• Document section:
Green described the environment as full of amateur auditors. “We had everyone looking at these contracts,” he reminisced. “But no one had any formal training in smart contract audits because there were no smart contracts to audit.” Almost inevitably, flaws emerged. The infamous exploit drained The DAO’s coffers and led to Ethereum’s only truly contentious hard fork—a critical juncture that split the blockchain into two, giving rise to Ethereum and Ethereum Classic.
This hack was not just a technical event but a philosophical crisis for the “code is law” ideology. The community was forced to ask: Should code, with all its imperfections, be the sole arbiter? Or does society retain a higher claim when millions are lost? The aftermath of The DAO proved that even in the world of programmable trust, the real world’s messiness and dissent were never far beneath the surface.
Courtrooms versus Code: Legal Systems Push Back
Although “code is law” became a powerful slogan within the blockchain space, it was always searching for legal legitimacy. As protocols accumulated vast amounts of total locked value (TVL) and users experienced huge losses, courts worldwide consistently dismissed the notion that computer code could supplant traditional legal structures.
Legal experts have repeatedly reinforced this boundary. Timothy Spangler, a prominent crypto lawyer, summarized the prevailing legal view succinctly: “Code isn’t law, code is code. Law applies to any sort of transaction, and the purpose of law is about shifting losses from where they fall to some other party.” In practice, when major losses occur, litigation inevitably follows.
This transition from digital abstraction to legal reality crystallized in 2021 and 2022 with the Indexed Finance hack. The project was compromised by Canadian prodigy Andean Medjedovic, whose manipulation of on-chain systems enabled him to extract millions. Laurence Day, co-founder of Indexed Finance, publicly labeled “code is law” as dystopian. The Ontario courts agreed, issuing extraordinary remedies and defining the exploit as theft—a legal treatment that diverged sharply from hacker culture’s embrace of code-based order.
Further legal actions in the U.S. followed, as prosecutors brought charges connected with multiple DeFi exploits, cumulatively worth more than $65 million. These court responses drew a hard line in the sand: permissionless financial software is not exempt from established understandings of property, fraud, and theft.
Despite fleeing authorities, Medjedovic was never able to enjoy his loot—ironically, another hacker subsequently drained his gains via the “Profanity breach.” As noted by Day, this cycle of theft and counter-theft highlights a strange new world where even the spoils of digital heists are at constant risk of further exploitation and, for victims, recovery of lost funds grows ever more remote.

• Input for this task:
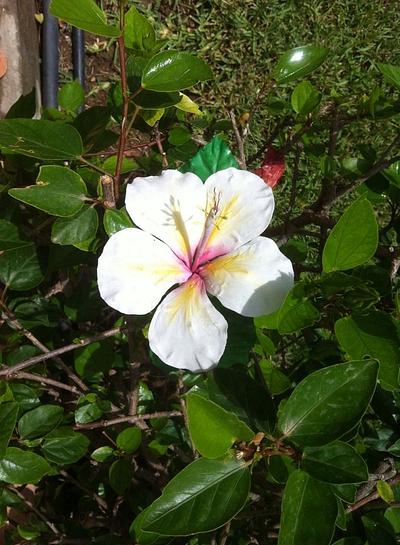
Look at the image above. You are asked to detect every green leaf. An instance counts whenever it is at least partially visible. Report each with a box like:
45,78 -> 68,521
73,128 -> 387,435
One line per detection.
57,79 -> 85,113
0,401 -> 19,458
90,447 -> 114,462
273,45 -> 328,83
278,283 -> 320,334
322,198 -> 378,272
301,441 -> 368,484
42,427 -> 90,465
168,127 -> 192,146
142,51 -> 212,92
378,63 -> 400,89
209,365 -> 276,432
51,206 -> 99,249
175,93 -> 203,116
181,136 -> 239,182
278,469 -> 337,545
142,458 -> 250,536
103,208 -> 134,237
335,311 -> 400,390
376,481 -> 395,503
0,119 -> 83,161
108,459 -> 132,496
116,427 -> 142,454
186,393 -> 254,458
132,89 -> 180,111
0,447 -> 51,484
18,405 -> 64,439
50,0 -> 121,38
291,81 -> 321,115
8,165 -> 87,217
0,219 -> 43,290
278,360 -> 378,447
124,6 -> 156,51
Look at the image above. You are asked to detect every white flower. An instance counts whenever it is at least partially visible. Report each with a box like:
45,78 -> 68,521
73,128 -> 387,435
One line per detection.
97,168 -> 293,371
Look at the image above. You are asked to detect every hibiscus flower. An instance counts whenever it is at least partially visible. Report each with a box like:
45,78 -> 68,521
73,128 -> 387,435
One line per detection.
97,168 -> 293,371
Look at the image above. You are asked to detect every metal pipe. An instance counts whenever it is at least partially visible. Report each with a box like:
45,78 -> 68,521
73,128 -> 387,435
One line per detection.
42,0 -> 59,108
72,27 -> 85,88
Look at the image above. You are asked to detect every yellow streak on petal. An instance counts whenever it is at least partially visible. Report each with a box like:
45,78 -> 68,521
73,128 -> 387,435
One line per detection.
207,195 -> 239,245
167,278 -> 203,326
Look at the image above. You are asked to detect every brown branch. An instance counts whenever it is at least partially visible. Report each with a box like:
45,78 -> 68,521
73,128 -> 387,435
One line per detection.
0,327 -> 124,376
346,475 -> 400,514
4,368 -> 82,396
114,18 -> 129,202
0,301 -> 88,392
74,411 -> 182,430
229,110 -> 246,169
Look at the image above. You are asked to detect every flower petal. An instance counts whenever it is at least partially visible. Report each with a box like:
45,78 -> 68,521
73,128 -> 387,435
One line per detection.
197,168 -> 274,263
125,170 -> 206,264
149,275 -> 228,371
203,237 -> 293,316
97,229 -> 191,314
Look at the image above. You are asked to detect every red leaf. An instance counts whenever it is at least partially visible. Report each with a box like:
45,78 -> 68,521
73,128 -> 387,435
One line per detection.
254,146 -> 286,188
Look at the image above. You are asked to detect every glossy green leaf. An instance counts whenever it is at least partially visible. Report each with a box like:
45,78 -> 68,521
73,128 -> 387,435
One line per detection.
50,0 -> 121,38
0,220 -> 43,290
90,446 -> 114,462
42,427 -> 90,465
18,405 -> 64,439
301,441 -> 368,484
278,283 -> 320,334
116,427 -> 142,453
51,206 -> 99,248
108,459 -> 132,496
378,63 -> 400,89
103,208 -> 134,237
0,119 -> 83,161
142,458 -> 250,536
57,79 -> 85,113
181,136 -> 239,182
9,165 -> 87,217
278,360 -> 378,446
278,470 -> 337,545
0,447 -> 51,484
335,311 -> 400,390
132,89 -> 180,111
290,81 -> 321,115
322,198 -> 378,272
129,507 -> 169,545
124,6 -> 156,51
273,45 -> 328,83
0,401 -> 19,458
186,393 -> 254,458
142,51 -> 212,92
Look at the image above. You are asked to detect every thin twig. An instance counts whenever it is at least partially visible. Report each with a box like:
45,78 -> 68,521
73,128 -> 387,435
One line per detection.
229,110 -> 246,169
0,302 -> 88,392
74,411 -> 182,430
60,469 -> 108,511
12,487 -> 60,536
154,122 -> 168,168
0,327 -> 124,376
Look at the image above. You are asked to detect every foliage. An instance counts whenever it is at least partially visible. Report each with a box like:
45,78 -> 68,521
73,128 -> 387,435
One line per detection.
0,0 -> 400,545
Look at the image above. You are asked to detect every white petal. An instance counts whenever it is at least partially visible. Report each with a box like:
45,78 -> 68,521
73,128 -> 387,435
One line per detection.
125,170 -> 206,263
97,229 -> 191,314
197,168 -> 274,263
199,237 -> 293,316
149,275 -> 228,371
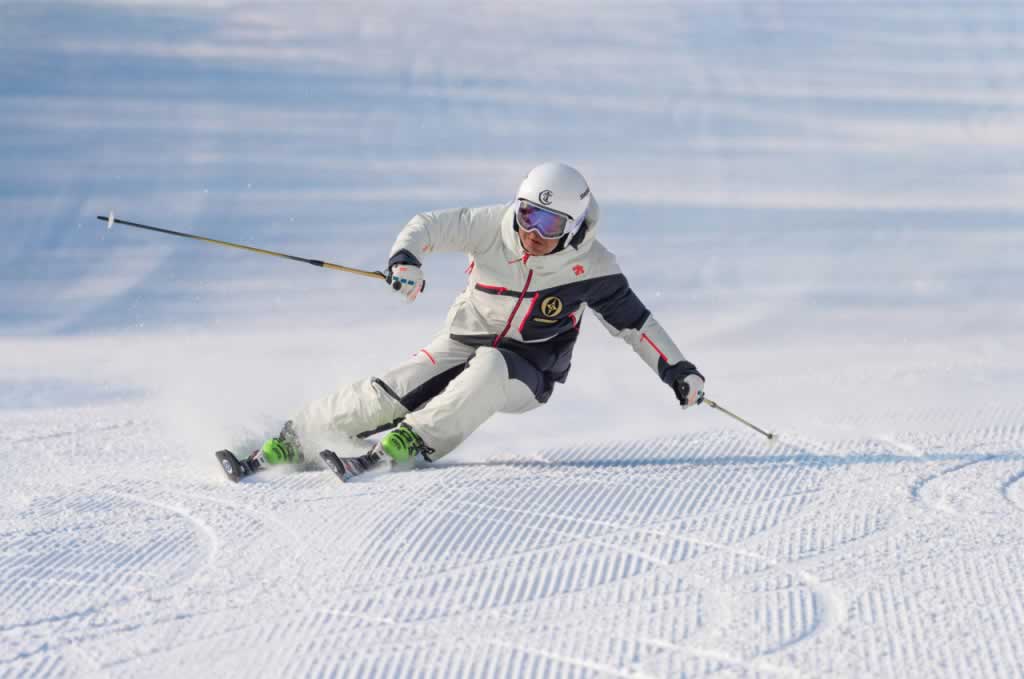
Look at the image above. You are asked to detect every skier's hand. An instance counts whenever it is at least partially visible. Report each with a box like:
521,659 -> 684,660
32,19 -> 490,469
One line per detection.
387,264 -> 426,302
672,363 -> 703,409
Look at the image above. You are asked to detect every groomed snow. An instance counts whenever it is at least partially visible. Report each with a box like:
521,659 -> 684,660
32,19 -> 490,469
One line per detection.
0,0 -> 1024,678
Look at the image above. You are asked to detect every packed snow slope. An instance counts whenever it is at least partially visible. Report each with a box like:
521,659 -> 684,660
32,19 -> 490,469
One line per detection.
0,0 -> 1024,678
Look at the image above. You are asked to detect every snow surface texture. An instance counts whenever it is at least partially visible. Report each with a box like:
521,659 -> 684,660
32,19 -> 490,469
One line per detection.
0,0 -> 1024,677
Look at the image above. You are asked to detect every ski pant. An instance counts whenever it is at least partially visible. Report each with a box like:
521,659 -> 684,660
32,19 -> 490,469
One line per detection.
294,335 -> 551,461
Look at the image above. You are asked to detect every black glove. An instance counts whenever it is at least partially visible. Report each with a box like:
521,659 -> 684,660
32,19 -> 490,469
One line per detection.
672,362 -> 705,409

• Directions:
1. According to the article on "code is law," who co-founded Indexed Finance and publicly called "code is law" dystopian?
2. In the records, substitute "slender twig" for "thin twig" in the stretch from the line containing "detect every thin" through the line containing "0,0 -> 400,545", and return only those lines.

• Outputs for the tasks:
1. Laurence Day

2.
Look at the image above. You are asked to detect every slender twig. An instance counts whenever it is at least partially visible. Report each with a box like:
45,78 -> 68,521
73,128 -> 387,435
One line per detection.
229,110 -> 246,169
0,302 -> 88,392
74,411 -> 182,430
60,469 -> 108,511
12,487 -> 60,536
154,122 -> 168,168
0,327 -> 124,376
Look at the image above. You are asked to detect every foliage. An instance counts whenever it is at least partially visible. Report each with a box like:
45,78 -> 68,521
73,128 -> 387,435
One line per detection.
0,0 -> 400,545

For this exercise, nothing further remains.